------ Supplied information
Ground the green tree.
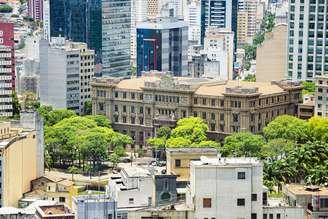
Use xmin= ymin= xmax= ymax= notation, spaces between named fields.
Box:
xmin=301 ymin=81 xmax=315 ymax=95
xmin=223 ymin=132 xmax=265 ymax=157
xmin=81 ymin=127 xmax=111 ymax=169
xmin=307 ymin=116 xmax=328 ymax=142
xmin=157 ymin=126 xmax=171 ymax=139
xmin=114 ymin=145 xmax=126 ymax=157
xmin=83 ymin=100 xmax=92 ymax=115
xmin=263 ymin=115 xmax=309 ymax=143
xmin=147 ymin=137 xmax=166 ymax=149
xmin=166 ymin=137 xmax=192 ymax=148
xmin=12 ymin=91 xmax=21 ymax=118
xmin=109 ymin=153 xmax=120 ymax=169
xmin=85 ymin=115 xmax=111 ymax=127
xmin=261 ymin=138 xmax=294 ymax=160
xmin=243 ymin=74 xmax=256 ymax=82
xmin=68 ymin=166 xmax=79 ymax=182
xmin=0 ymin=5 xmax=13 ymax=13
xmin=39 ymin=107 xmax=76 ymax=126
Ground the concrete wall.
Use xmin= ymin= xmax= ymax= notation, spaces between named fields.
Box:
xmin=3 ymin=131 xmax=38 ymax=207
xmin=256 ymin=24 xmax=288 ymax=82
xmin=263 ymin=206 xmax=305 ymax=219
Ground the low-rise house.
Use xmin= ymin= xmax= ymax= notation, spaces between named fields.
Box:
xmin=23 ymin=175 xmax=74 ymax=207
xmin=283 ymin=184 xmax=328 ymax=219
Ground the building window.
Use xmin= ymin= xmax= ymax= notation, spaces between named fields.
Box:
xmin=147 ymin=108 xmax=151 ymax=115
xmin=139 ymin=107 xmax=143 ymax=114
xmin=175 ymin=159 xmax=181 ymax=167
xmin=131 ymin=117 xmax=135 ymax=124
xmin=269 ymin=214 xmax=273 ymax=219
xmin=220 ymin=100 xmax=224 ymax=107
xmin=194 ymin=98 xmax=198 ymax=104
xmin=237 ymin=198 xmax=245 ymax=206
xmin=203 ymin=198 xmax=212 ymax=208
xmin=251 ymin=213 xmax=257 ymax=219
xmin=237 ymin=172 xmax=246 ymax=179
xmin=193 ymin=111 xmax=197 ymax=117
xmin=115 ymin=92 xmax=118 ymax=98
xmin=123 ymin=105 xmax=127 ymax=113
xmin=211 ymin=113 xmax=215 ymax=120
xmin=263 ymin=214 xmax=267 ymax=219
xmin=123 ymin=92 xmax=127 ymax=99
xmin=129 ymin=198 xmax=134 ymax=204
xmin=131 ymin=106 xmax=135 ymax=113
xmin=114 ymin=116 xmax=118 ymax=122
xmin=251 ymin=194 xmax=257 ymax=201
xmin=211 ymin=99 xmax=216 ymax=106
xmin=320 ymin=198 xmax=328 ymax=208
xmin=59 ymin=197 xmax=66 ymax=203
xmin=276 ymin=214 xmax=281 ymax=219
xmin=122 ymin=116 xmax=127 ymax=123
xmin=139 ymin=118 xmax=144 ymax=124
xmin=114 ymin=105 xmax=118 ymax=112
xmin=210 ymin=123 xmax=215 ymax=131
xmin=202 ymin=98 xmax=207 ymax=105
xmin=202 ymin=112 xmax=206 ymax=119
xmin=131 ymin=93 xmax=135 ymax=99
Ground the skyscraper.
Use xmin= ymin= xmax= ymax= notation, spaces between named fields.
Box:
xmin=287 ymin=0 xmax=328 ymax=81
xmin=28 ymin=0 xmax=43 ymax=20
xmin=136 ymin=18 xmax=188 ymax=76
xmin=237 ymin=0 xmax=258 ymax=47
xmin=0 ymin=22 xmax=15 ymax=117
xmin=102 ymin=0 xmax=131 ymax=76
xmin=44 ymin=0 xmax=102 ymax=60
xmin=200 ymin=0 xmax=238 ymax=47
xmin=186 ymin=0 xmax=201 ymax=44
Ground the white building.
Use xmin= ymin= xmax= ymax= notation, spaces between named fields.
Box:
xmin=203 ymin=27 xmax=234 ymax=80
xmin=186 ymin=156 xmax=304 ymax=219
xmin=187 ymin=157 xmax=263 ymax=219
xmin=108 ymin=166 xmax=153 ymax=210
xmin=42 ymin=0 xmax=50 ymax=40
xmin=39 ymin=37 xmax=94 ymax=114
xmin=185 ymin=0 xmax=201 ymax=44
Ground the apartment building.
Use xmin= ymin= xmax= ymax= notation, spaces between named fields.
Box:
xmin=237 ymin=0 xmax=258 ymax=47
xmin=28 ymin=0 xmax=43 ymax=21
xmin=287 ymin=0 xmax=328 ymax=81
xmin=186 ymin=0 xmax=201 ymax=44
xmin=92 ymin=73 xmax=302 ymax=147
xmin=0 ymin=22 xmax=15 ymax=117
xmin=39 ymin=37 xmax=95 ymax=114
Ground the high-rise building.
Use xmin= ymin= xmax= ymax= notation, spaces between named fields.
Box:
xmin=102 ymin=0 xmax=131 ymax=76
xmin=136 ymin=18 xmax=188 ymax=76
xmin=287 ymin=0 xmax=328 ymax=81
xmin=0 ymin=22 xmax=15 ymax=117
xmin=28 ymin=0 xmax=43 ymax=20
xmin=186 ymin=0 xmax=201 ymax=44
xmin=44 ymin=0 xmax=102 ymax=60
xmin=39 ymin=38 xmax=95 ymax=114
xmin=200 ymin=0 xmax=238 ymax=47
xmin=315 ymin=75 xmax=328 ymax=118
xmin=237 ymin=0 xmax=258 ymax=47
xmin=256 ymin=24 xmax=288 ymax=82
xmin=203 ymin=27 xmax=234 ymax=79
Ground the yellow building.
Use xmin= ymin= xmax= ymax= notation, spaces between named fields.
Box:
xmin=0 ymin=121 xmax=41 ymax=207
xmin=166 ymin=148 xmax=218 ymax=182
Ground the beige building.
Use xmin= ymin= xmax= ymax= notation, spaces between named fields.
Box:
xmin=92 ymin=73 xmax=302 ymax=148
xmin=0 ymin=121 xmax=43 ymax=207
xmin=237 ymin=0 xmax=258 ymax=47
xmin=23 ymin=175 xmax=74 ymax=207
xmin=298 ymin=95 xmax=314 ymax=120
xmin=166 ymin=148 xmax=218 ymax=182
xmin=283 ymin=184 xmax=328 ymax=219
xmin=256 ymin=24 xmax=288 ymax=82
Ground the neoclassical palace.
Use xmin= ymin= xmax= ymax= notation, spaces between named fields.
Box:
xmin=92 ymin=72 xmax=302 ymax=148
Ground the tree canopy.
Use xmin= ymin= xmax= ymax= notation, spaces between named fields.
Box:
xmin=263 ymin=115 xmax=309 ymax=143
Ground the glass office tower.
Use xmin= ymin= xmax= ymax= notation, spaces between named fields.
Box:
xmin=102 ymin=0 xmax=131 ymax=77
xmin=48 ymin=0 xmax=102 ymax=59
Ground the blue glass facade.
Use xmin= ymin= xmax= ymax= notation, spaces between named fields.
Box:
xmin=136 ymin=22 xmax=188 ymax=77
xmin=137 ymin=29 xmax=162 ymax=75
xmin=102 ymin=0 xmax=131 ymax=77
xmin=49 ymin=0 xmax=102 ymax=60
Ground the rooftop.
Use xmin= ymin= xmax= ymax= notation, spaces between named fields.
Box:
xmin=92 ymin=74 xmax=299 ymax=97
xmin=122 ymin=166 xmax=152 ymax=178
xmin=284 ymin=184 xmax=328 ymax=196
xmin=191 ymin=156 xmax=262 ymax=167
xmin=137 ymin=17 xmax=188 ymax=30
xmin=36 ymin=204 xmax=74 ymax=217
xmin=166 ymin=147 xmax=218 ymax=154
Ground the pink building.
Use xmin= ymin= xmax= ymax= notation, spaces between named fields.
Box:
xmin=28 ymin=0 xmax=43 ymax=20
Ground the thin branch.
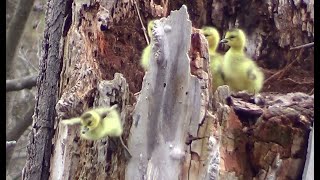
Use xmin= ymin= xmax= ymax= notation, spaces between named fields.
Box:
xmin=18 ymin=47 xmax=39 ymax=72
xmin=6 ymin=0 xmax=36 ymax=77
xmin=264 ymin=55 xmax=305 ymax=84
xmin=133 ymin=0 xmax=149 ymax=45
xmin=290 ymin=42 xmax=314 ymax=50
xmin=6 ymin=75 xmax=37 ymax=92
xmin=309 ymin=88 xmax=314 ymax=95
xmin=284 ymin=78 xmax=314 ymax=85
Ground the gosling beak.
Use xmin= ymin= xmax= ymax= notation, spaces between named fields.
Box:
xmin=220 ymin=39 xmax=228 ymax=44
xmin=81 ymin=126 xmax=89 ymax=134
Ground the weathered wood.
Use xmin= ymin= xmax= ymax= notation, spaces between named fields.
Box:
xmin=51 ymin=73 xmax=131 ymax=179
xmin=22 ymin=0 xmax=69 ymax=179
xmin=23 ymin=0 xmax=314 ymax=179
xmin=126 ymin=6 xmax=213 ymax=179
xmin=126 ymin=5 xmax=205 ymax=179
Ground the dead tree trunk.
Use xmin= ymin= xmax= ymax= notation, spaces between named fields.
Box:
xmin=126 ymin=6 xmax=209 ymax=179
xmin=22 ymin=0 xmax=69 ymax=179
xmin=22 ymin=0 xmax=313 ymax=179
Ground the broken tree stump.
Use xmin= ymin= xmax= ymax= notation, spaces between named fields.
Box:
xmin=126 ymin=5 xmax=206 ymax=180
xmin=211 ymin=86 xmax=314 ymax=180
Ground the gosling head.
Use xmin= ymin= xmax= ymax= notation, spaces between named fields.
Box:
xmin=80 ymin=112 xmax=99 ymax=134
xmin=147 ymin=20 xmax=155 ymax=38
xmin=201 ymin=26 xmax=220 ymax=53
xmin=220 ymin=28 xmax=246 ymax=50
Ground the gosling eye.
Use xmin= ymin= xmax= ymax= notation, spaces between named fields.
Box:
xmin=229 ymin=35 xmax=236 ymax=39
xmin=101 ymin=112 xmax=109 ymax=119
xmin=82 ymin=113 xmax=92 ymax=119
xmin=87 ymin=120 xmax=92 ymax=126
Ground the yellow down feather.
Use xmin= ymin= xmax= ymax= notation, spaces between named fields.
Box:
xmin=220 ymin=28 xmax=264 ymax=93
xmin=61 ymin=105 xmax=122 ymax=140
xmin=201 ymin=26 xmax=225 ymax=92
xmin=140 ymin=20 xmax=155 ymax=70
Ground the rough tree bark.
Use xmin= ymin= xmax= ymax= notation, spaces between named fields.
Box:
xmin=210 ymin=87 xmax=313 ymax=180
xmin=22 ymin=0 xmax=70 ymax=179
xmin=23 ymin=0 xmax=313 ymax=179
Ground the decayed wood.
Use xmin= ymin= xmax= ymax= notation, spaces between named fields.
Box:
xmin=126 ymin=5 xmax=207 ymax=179
xmin=23 ymin=0 xmax=313 ymax=179
xmin=50 ymin=1 xmax=138 ymax=179
xmin=211 ymin=87 xmax=314 ymax=180
xmin=51 ymin=73 xmax=131 ymax=179
xmin=22 ymin=0 xmax=69 ymax=179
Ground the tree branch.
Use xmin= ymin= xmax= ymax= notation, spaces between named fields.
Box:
xmin=6 ymin=0 xmax=36 ymax=77
xmin=290 ymin=42 xmax=314 ymax=50
xmin=134 ymin=0 xmax=149 ymax=45
xmin=6 ymin=75 xmax=37 ymax=92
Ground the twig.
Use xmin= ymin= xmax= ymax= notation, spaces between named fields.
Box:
xmin=264 ymin=56 xmax=303 ymax=84
xmin=133 ymin=0 xmax=149 ymax=45
xmin=309 ymin=88 xmax=314 ymax=95
xmin=18 ymin=48 xmax=39 ymax=72
xmin=290 ymin=42 xmax=314 ymax=50
xmin=6 ymin=75 xmax=37 ymax=92
xmin=284 ymin=78 xmax=314 ymax=85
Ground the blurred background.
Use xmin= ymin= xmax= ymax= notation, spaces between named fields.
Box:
xmin=6 ymin=0 xmax=45 ymax=179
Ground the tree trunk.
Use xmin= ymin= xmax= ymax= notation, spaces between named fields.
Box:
xmin=22 ymin=0 xmax=69 ymax=179
xmin=23 ymin=0 xmax=313 ymax=179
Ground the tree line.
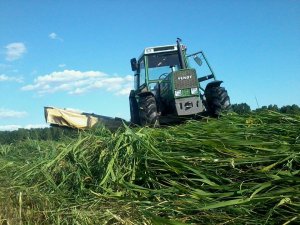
------------
• _The task_
Exact duplication is required for the lines above, from the line that contains "Ground the yellow building." to the line that contains "Ground the pink building.", inclusive; omit all others.

• _Task result_
Ground the yellow building.
Use xmin= ymin= xmax= ymax= notation, spaces between named fields.
Box:
xmin=0 ymin=121 xmax=41 ymax=207
xmin=166 ymin=148 xmax=218 ymax=182
Ground the beige building.
Use xmin= ymin= xmax= ymax= notation, spaces between named fields.
Box:
xmin=92 ymin=73 xmax=302 ymax=148
xmin=0 ymin=121 xmax=43 ymax=207
xmin=237 ymin=0 xmax=258 ymax=47
xmin=23 ymin=175 xmax=74 ymax=207
xmin=298 ymin=95 xmax=314 ymax=120
xmin=166 ymin=148 xmax=218 ymax=182
xmin=283 ymin=184 xmax=328 ymax=219
xmin=256 ymin=24 xmax=288 ymax=82
Ground the neoclassical palace.
Use xmin= ymin= xmax= ymax= notation, spaces between named fields.
Box:
xmin=92 ymin=72 xmax=302 ymax=148
Ground the tree canopy.
Use xmin= ymin= xmax= ymax= notation, spaces between named fields.
Box:
xmin=263 ymin=115 xmax=309 ymax=143
Ground the glass office tower.
Use xmin= ymin= xmax= ymax= notation, spaces between named fields.
Box:
xmin=102 ymin=0 xmax=131 ymax=77
xmin=48 ymin=0 xmax=102 ymax=59
Ground the blue glass facade.
Use xmin= ymin= xmax= ymax= notation, spaces between named fields.
Box:
xmin=136 ymin=22 xmax=188 ymax=77
xmin=137 ymin=29 xmax=162 ymax=75
xmin=102 ymin=0 xmax=131 ymax=77
xmin=49 ymin=0 xmax=102 ymax=60
Ground the rooftop.
Use xmin= ymin= xmax= ymax= notation, spaces between named fields.
Box:
xmin=92 ymin=74 xmax=299 ymax=97
xmin=122 ymin=166 xmax=152 ymax=178
xmin=284 ymin=184 xmax=328 ymax=196
xmin=191 ymin=156 xmax=262 ymax=167
xmin=137 ymin=17 xmax=188 ymax=30
xmin=36 ymin=204 xmax=74 ymax=217
xmin=166 ymin=147 xmax=218 ymax=154
Ground the pink building.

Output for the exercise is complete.